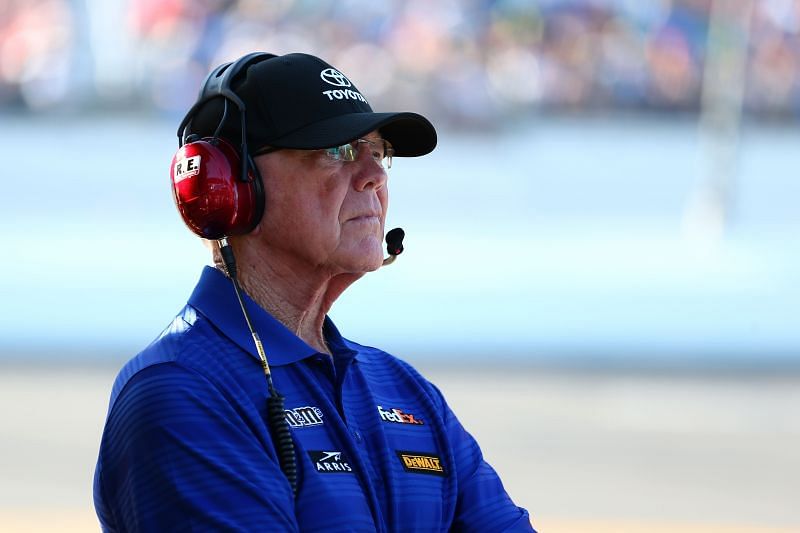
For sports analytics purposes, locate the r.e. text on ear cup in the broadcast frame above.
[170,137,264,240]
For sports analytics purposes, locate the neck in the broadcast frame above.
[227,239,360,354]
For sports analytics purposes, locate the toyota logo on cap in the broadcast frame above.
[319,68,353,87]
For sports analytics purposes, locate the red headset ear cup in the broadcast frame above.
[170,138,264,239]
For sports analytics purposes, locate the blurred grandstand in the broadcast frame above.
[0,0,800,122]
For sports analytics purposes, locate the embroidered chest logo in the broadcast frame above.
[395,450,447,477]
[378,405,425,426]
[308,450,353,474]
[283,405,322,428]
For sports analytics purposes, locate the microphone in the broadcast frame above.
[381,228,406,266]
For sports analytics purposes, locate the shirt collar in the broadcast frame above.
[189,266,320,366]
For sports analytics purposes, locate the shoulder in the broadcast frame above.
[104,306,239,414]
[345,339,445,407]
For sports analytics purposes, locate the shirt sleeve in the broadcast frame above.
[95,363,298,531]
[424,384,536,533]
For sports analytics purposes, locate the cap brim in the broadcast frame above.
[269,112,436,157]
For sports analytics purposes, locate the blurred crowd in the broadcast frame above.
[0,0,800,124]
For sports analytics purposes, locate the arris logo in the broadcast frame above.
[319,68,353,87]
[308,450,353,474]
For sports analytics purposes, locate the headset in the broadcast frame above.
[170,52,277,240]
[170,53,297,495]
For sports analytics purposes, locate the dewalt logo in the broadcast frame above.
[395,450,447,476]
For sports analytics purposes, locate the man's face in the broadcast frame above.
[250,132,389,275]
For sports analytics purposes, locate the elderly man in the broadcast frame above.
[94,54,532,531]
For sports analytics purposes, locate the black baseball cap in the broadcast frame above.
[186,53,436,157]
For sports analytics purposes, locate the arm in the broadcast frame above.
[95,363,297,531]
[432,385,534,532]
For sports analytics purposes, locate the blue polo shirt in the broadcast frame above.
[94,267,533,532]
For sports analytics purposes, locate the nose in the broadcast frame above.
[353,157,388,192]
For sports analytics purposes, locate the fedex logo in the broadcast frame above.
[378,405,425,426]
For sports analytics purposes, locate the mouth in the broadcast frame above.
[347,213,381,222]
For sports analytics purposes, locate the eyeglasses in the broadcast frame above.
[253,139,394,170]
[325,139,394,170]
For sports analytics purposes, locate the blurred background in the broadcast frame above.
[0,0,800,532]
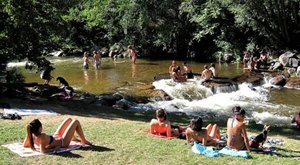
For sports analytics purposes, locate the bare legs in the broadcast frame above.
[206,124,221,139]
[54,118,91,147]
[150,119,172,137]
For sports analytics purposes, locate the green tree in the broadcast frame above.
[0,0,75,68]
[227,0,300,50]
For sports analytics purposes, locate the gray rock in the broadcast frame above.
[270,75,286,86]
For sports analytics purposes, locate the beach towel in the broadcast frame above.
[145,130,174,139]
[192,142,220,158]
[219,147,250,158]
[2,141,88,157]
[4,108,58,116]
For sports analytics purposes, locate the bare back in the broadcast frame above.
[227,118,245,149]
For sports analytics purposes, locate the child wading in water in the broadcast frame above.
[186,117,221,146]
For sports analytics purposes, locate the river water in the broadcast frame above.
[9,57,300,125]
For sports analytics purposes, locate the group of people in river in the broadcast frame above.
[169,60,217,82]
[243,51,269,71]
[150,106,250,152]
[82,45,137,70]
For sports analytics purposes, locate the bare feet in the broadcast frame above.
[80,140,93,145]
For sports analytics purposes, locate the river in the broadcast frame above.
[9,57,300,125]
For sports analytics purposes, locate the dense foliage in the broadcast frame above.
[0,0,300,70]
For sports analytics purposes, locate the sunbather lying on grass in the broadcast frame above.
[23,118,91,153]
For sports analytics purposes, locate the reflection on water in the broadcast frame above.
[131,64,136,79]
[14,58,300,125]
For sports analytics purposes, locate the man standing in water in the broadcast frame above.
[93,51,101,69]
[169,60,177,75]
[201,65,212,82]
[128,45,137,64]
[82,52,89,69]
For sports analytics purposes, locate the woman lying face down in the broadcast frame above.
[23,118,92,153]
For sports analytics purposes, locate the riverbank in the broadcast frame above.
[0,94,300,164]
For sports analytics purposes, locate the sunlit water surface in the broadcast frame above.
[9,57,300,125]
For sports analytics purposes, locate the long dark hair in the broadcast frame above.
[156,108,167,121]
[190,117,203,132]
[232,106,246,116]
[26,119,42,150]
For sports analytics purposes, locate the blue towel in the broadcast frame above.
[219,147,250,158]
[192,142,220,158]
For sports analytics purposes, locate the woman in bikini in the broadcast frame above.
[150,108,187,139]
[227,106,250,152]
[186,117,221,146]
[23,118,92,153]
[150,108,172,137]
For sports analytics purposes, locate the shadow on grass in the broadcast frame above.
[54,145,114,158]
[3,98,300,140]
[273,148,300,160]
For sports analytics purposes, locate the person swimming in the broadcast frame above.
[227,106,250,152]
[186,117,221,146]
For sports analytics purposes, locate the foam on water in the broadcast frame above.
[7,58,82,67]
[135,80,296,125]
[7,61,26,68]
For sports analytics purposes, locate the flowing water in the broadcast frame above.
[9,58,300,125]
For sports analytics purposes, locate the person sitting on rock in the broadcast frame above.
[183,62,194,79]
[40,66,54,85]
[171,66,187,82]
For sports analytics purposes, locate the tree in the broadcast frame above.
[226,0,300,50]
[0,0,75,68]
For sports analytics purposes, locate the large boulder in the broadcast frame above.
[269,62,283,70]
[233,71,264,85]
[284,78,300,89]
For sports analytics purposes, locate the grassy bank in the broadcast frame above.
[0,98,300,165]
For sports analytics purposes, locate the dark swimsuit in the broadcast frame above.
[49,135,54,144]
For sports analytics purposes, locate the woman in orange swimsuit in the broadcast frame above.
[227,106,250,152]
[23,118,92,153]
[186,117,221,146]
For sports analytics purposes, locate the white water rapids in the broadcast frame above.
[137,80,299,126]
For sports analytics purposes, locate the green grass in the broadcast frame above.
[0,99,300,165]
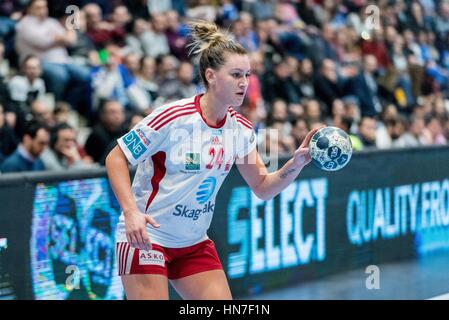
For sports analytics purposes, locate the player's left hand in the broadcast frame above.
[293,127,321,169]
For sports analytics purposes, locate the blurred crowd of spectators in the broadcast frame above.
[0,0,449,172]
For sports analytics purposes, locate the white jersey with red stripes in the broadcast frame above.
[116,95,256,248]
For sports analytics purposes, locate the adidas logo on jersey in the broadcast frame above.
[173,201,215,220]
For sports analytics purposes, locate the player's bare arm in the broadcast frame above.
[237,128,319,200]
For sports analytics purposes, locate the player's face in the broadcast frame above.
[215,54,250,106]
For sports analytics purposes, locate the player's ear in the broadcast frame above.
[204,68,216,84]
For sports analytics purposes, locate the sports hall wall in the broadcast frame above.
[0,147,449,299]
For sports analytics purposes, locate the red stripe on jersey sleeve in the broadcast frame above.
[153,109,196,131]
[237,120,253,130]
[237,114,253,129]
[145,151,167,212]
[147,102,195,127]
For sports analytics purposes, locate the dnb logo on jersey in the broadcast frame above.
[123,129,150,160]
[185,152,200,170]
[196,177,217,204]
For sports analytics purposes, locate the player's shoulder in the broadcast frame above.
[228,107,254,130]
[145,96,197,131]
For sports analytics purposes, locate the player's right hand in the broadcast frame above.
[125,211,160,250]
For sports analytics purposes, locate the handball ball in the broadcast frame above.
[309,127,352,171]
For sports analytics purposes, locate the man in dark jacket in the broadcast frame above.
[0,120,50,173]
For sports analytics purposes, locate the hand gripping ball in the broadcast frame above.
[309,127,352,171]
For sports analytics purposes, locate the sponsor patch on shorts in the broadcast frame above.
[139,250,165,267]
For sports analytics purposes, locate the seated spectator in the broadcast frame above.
+ + + + +
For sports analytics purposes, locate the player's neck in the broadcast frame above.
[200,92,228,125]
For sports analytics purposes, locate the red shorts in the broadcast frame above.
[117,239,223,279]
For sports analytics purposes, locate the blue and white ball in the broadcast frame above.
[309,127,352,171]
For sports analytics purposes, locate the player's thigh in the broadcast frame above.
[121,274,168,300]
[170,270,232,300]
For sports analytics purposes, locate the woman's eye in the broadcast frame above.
+ + + + +
PROBLEM TO SOLVE: Update the records from the line containing "For sports analytics purposes, locate the r.e." through the line containing "[269,112,436,157]", changing "broadcast frame" to "video frame" and leaving all other text in those lines unchanged.

WORKED ANSWER:
For sports analytics purposes, locate the r.e. text on ear cup in the video frame above.
[170,137,264,240]
For sports analytics purposes, locate the neck in the video frame above.
[227,239,360,354]
For sports analytics purposes, locate the toyota logo on cap in the video frame above.
[319,68,353,87]
For sports analytics purposes, locate the red headset ear cup in the video frame above.
[170,138,264,239]
For sports analytics purposes, locate the blurred grandstand in the video frame above.
[0,0,800,122]
For sports analytics purposes, locate the embroidered chest logo in the video frame above.
[395,450,447,477]
[378,405,425,426]
[308,450,353,474]
[283,405,322,428]
For sports analytics purposes, locate the microphone in the video frame above.
[381,228,406,266]
For sports analytics purposes, locate the shirt collar in the video frame above.
[189,266,320,366]
For sports analytics purposes, locate the shoulder in the video frame above.
[104,306,239,414]
[345,339,445,407]
For sports analytics purposes, locate the shirt sleeve in the video frame above.
[95,363,298,531]
[424,384,536,533]
For sports analytics purposes, locate the cap brim in the video frame above.
[269,112,436,157]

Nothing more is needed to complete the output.